(Records)
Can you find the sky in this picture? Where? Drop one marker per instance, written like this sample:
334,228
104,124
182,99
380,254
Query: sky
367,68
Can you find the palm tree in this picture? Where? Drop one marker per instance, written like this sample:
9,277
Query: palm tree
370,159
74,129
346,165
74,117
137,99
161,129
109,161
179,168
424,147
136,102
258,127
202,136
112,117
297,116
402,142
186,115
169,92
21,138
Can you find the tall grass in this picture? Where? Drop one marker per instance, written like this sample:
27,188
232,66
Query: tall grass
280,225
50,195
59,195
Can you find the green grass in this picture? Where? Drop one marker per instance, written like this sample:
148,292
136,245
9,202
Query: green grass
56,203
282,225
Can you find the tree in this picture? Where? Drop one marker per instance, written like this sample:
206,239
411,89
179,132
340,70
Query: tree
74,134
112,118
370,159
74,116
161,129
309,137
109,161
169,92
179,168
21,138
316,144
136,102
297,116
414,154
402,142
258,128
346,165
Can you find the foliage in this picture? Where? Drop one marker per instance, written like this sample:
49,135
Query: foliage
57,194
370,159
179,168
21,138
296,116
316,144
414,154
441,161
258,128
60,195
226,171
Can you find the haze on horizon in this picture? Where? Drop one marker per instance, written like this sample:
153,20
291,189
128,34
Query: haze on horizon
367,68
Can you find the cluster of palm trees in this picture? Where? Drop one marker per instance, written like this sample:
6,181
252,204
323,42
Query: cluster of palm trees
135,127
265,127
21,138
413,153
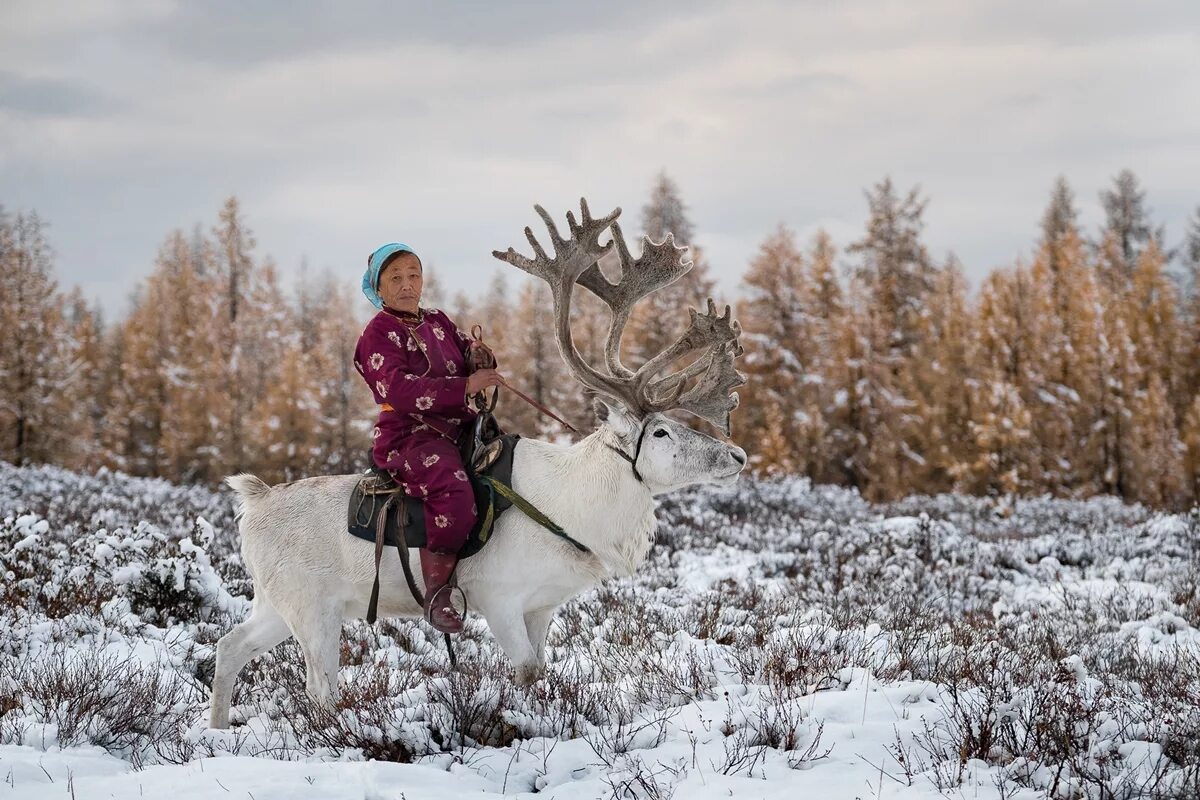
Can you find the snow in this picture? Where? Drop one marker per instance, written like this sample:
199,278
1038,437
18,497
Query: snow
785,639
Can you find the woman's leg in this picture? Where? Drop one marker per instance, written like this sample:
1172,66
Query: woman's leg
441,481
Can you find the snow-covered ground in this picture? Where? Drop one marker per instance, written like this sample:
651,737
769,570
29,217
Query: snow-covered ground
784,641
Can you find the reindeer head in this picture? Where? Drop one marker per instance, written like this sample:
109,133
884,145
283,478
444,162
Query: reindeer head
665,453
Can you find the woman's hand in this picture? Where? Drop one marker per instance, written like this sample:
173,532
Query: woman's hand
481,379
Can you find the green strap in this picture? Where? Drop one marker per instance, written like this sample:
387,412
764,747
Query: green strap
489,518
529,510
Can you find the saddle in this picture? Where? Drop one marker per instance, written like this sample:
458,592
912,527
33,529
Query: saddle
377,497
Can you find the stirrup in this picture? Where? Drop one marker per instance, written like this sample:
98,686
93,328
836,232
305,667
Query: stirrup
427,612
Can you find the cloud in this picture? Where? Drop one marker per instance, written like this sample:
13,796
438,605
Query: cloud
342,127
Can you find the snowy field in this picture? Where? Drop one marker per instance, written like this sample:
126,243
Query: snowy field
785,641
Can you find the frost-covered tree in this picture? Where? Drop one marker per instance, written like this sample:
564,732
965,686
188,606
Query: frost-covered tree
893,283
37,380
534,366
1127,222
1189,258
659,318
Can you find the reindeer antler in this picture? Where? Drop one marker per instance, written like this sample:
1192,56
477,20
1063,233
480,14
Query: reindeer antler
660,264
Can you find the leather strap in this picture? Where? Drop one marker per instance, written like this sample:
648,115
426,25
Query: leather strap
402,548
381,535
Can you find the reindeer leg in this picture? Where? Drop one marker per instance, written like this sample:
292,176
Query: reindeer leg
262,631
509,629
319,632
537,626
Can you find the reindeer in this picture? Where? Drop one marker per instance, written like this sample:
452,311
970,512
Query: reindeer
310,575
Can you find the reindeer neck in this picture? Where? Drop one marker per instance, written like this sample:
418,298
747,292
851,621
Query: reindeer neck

**What you should do:**
Reproduce the lines of the listing verbatim, from the line containing "Can you find the reindeer neck" through the end of the listing.

**Written response:**
Can you find the reindeer neck in this picture? Where? Drop one marker per instance, written like this sample:
418,298
747,292
851,621
Query: reindeer neck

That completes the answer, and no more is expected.